SANSBeamCentreFinderMassMethod.py

# Mantid Repository : https://github.com/mantidproject/mantid
#
# Copyright © 2018 ISIS Rutherford Appleton Laboratory UKRI,
#   NScD Oak Ridge National Laboratory, European Spallation Source,
#   Institut Laue - Langevin & CSNS, Institute of High Energy Physics, CAS
# SPDX - License - Identifier: GPL - 3.0 +
# pylint: disable=too-few-public-methods

""" Finds the beam centre for SANS"""
import json

from mantid.api import (DataProcessorAlgorithm, MatrixWorkspaceProperty, AlgorithmFactory, PropertyMode, Progress,
                        IEventWorkspace)
from mantid.kernel import (Direction, StringListValidator)
from sans.algorithm_detail.crop_helper import get_component_name
from sans.algorithm_detail.mask_sans_workspace import mask_workspace
from sans.algorithm_detail.move_sans_instrument_component import move_component, MoveTypes
from sans.algorithm_detail.scale_sans_workspace import scale_workspace
from sans.algorithm_detail.slice_sans_event import slice_sans_event
from sans.common.constants import EMPTY_NAME
from sans.common.enums import (DetectorType)
from sans.common.general_functions import create_child_algorithm, append_to_sans_file_tag
from sans.state.Serializer import Serializer


class SANSBeamCentreFinderMassMethod(DataProcessorAlgorithm):
    def category(self):
        return 'SANS\\BeamCentreFinder'

    def summary(self):
        return 'Finds the position of the beam centre'

    def PyInit(self):
        # ----------
        # INPUT
        # ----------
        # Workspace which is to be cropped
        self.declareProperty('SANSState', '',
                             doc='A JSON string which fulfills the SANSState contract.')

        self.declareProperty(MatrixWorkspaceProperty("SampleScatterWorkspace", '',
                                                     optional=PropertyMode.Mandatory, direction=Direction.Input),
                             doc='The sample scatter data')

        self.declareProperty(MatrixWorkspaceProperty('SampleScatterMonitorWorkspace', '',
                                                     optional=PropertyMode.Mandatory, direction=Direction.Input),
                             doc='The scatter monitor workspace. This workspace only condtains monitors.')

(Extracted data entries)
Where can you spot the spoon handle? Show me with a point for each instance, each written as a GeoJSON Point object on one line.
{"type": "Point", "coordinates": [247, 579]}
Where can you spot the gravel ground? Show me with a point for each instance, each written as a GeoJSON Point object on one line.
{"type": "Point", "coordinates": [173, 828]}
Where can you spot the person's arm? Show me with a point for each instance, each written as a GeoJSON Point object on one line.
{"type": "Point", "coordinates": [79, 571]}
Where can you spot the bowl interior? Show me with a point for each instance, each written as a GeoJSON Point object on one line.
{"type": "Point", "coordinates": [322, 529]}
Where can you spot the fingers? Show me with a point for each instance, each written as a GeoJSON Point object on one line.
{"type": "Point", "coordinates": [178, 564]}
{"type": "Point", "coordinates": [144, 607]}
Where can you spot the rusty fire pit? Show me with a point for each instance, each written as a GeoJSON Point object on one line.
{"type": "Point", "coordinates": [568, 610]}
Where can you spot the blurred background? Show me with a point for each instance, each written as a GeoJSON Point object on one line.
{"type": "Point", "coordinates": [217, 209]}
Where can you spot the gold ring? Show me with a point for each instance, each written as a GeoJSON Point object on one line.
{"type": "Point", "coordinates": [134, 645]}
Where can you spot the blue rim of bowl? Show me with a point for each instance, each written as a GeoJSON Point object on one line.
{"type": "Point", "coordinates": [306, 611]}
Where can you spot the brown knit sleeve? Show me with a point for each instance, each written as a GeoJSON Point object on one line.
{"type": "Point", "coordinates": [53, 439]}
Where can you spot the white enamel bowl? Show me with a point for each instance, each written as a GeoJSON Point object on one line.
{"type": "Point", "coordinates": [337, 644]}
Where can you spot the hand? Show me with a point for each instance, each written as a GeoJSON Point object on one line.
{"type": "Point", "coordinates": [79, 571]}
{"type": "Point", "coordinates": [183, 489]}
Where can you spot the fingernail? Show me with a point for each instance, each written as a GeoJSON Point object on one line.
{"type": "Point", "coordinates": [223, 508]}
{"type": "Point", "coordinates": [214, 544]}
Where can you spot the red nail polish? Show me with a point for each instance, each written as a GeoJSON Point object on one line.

_Set problem 1_: In the SANS beam centre finder code, what string does the summary method return?
_Set problem 2_: Keep writing the SANS beam centre finder code, starting right after its last line.

_Reply 1_: It returns 'Finds the position of the beam centre'.

_Reply 2_:
        self.declareProperty("Centre1", 0.0, direction=Direction.InOut)
        self.declareProperty("Centre2", 0.0, direction=Direction.InOut)

        self.declareProperty("RMin", 0.06, direction=Direction.Input)

        self.declareProperty('Tolerance', 0.0001251, direction=Direction.Input)

        self.declareProperty('Iterations', 10, direction=Direction.Input)

        allowed_detectors = StringListValidator([DetectorType.LAB.value,
                                                 DetectorType.HAB.value])
        self.declareProperty("Component", DetectorType.LAB.value,
                             validator=allowed_detectors, direction=Direction.Input,
                             doc="The component of the instrument which is to be reduced.")

    def PyExec(self):
        # --------
        # Clone the input workspaces
        # --------
        # Get the input
        state = self._get_state()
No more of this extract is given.